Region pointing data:
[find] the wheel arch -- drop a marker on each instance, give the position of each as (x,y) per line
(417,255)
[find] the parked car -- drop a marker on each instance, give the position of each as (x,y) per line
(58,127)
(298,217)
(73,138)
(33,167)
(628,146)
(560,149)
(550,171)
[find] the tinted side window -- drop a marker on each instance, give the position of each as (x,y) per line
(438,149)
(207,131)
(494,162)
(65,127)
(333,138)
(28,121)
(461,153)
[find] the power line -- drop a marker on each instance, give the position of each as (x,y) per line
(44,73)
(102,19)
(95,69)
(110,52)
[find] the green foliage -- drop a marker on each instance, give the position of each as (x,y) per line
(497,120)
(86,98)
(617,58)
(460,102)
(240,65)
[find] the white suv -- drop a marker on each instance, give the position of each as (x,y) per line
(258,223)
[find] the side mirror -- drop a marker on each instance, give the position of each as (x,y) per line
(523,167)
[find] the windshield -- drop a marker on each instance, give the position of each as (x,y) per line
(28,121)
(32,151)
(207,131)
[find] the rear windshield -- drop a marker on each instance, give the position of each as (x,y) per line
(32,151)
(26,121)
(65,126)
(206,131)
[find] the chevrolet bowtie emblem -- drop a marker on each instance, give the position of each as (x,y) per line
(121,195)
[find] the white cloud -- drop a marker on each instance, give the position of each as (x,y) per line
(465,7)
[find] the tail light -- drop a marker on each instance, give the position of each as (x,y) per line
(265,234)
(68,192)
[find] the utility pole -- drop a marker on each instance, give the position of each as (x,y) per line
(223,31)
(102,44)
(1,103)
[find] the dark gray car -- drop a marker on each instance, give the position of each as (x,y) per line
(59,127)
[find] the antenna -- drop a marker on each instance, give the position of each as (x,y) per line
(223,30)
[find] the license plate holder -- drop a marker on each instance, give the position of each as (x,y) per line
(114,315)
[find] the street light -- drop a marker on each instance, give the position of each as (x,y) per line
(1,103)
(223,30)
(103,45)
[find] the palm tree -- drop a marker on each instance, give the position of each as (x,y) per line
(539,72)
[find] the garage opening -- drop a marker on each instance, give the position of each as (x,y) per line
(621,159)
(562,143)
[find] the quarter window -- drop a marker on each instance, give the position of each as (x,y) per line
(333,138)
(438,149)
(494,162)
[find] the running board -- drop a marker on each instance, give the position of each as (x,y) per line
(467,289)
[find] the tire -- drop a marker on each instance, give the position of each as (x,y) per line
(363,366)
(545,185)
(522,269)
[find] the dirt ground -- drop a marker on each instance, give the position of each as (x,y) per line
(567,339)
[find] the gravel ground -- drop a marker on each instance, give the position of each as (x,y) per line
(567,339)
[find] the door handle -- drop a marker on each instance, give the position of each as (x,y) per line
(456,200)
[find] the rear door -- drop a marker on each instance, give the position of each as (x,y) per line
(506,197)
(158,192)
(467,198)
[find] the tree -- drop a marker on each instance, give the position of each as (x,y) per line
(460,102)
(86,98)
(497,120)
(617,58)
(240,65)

Your task:
In full and without deviation, reproduce the entries above.

Response area:
[find] the wheel arch -- drop a marker on each instance, give the position of each as (x,y) per line
(417,255)
[find] the parked car -- drop a marker on each instance, give the position of each as (x,y) per line
(58,127)
(298,217)
(73,138)
(33,167)
(628,146)
(560,149)
(550,171)
[find] the tinted side window -- drop a marker on each instance, give the position of each as (x,y) per line
(438,149)
(207,131)
(494,162)
(65,127)
(333,138)
(28,121)
(461,153)
[find] the power line -- drop a marker on each instance, give the position of each as (x,y) per line
(44,73)
(102,19)
(95,69)
(110,52)
[find] the green foliage -- drop a marker on each instance, give the position of each as (x,y) per line
(497,120)
(86,98)
(617,58)
(460,102)
(240,65)
[find] the white suv -- drop a marker on each instance, give the position of each as (x,y) per line
(258,223)
[find] the side mirror -- drop a marker on each instance, give the position of each as (x,y) per line
(523,167)
[find] the windshield -- drop a marker on each instance, give the position of each as (x,y) per line
(28,121)
(32,151)
(207,131)
[find] the rear windshield -- drop a marker on each instance, give the position of each as (x,y) per line
(32,151)
(26,121)
(65,126)
(206,131)
[find] the chevrolet bowtie emblem -- drop a marker on each instance, give the position of each as (x,y) per line
(121,195)
[find] the white cloud -- drop a marker on each instance, give the position of each as (x,y) per line
(465,7)
[find] the tail light -- drop a marker on each instance, give the position of each as (x,y) per line
(265,234)
(68,192)
[find] the utility pole -- drop a marker on each instance, give the position of each as (x,y) per line
(223,31)
(102,44)
(1,103)
[find] the dark gray car -- drop a marker on each instance, give the position of each as (x,y) per line
(59,127)
[find] the antenna -- drop a marker on each instance, give the position of each as (x,y) per line
(223,30)
[find] the license plate holder -- drop a marker on each instance, give the position of each as (x,y) per line
(114,315)
[find] the street light -- drop a marker on each instance, give the position of each as (x,y) per line
(1,103)
(223,30)
(103,45)
[find] the palm tree -- drop a marker on each instance, give the position of each as (x,y) per line
(539,72)
[find] the garage opening -- drop a marker on each instance, give the position of each as (x,y) per line
(621,159)
(562,143)
[find] the quarter window -- drop a marker on each instance, give the position of each as (x,y) per line
(333,138)
(438,149)
(494,162)
[find] the running board -- drop a marker on each instance, give the position of each as (x,y) per line
(467,289)
[find] the tire -- drop a marker on each instance, give the position of each as (x,y) per line
(363,366)
(545,185)
(522,269)
[find] the dirt ground -- drop a marker on each instance, give the position of each as (x,y) per line
(567,339)
[find] the gravel ground -- drop a marker on each instance, give the position of each as (x,y) per line
(567,339)
[find] the door handle -- drop a marker on each instance, give the position of each as (x,y) per line
(456,200)
[find] the rear door -- drop a marker on each instance, give the position of each as (x,y) per line
(506,197)
(158,192)
(467,198)
[find] the tree -- drop a marker on each instance, give the position of each as (x,y) per line
(460,102)
(86,98)
(497,120)
(617,58)
(240,65)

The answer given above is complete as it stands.